§ **What you need to do**
Give back the data below exactly, with every line kept the same.

START Data for this exercise

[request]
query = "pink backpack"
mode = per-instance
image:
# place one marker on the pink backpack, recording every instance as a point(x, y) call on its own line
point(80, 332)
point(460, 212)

END Data for this exercise

§ **Solution to this task**
[request]
query = "pink backpack"
mode = per-instance
image:
# place one marker on the pink backpack, recording every instance as a point(x, y) call on its own line
point(80, 332)
point(460, 212)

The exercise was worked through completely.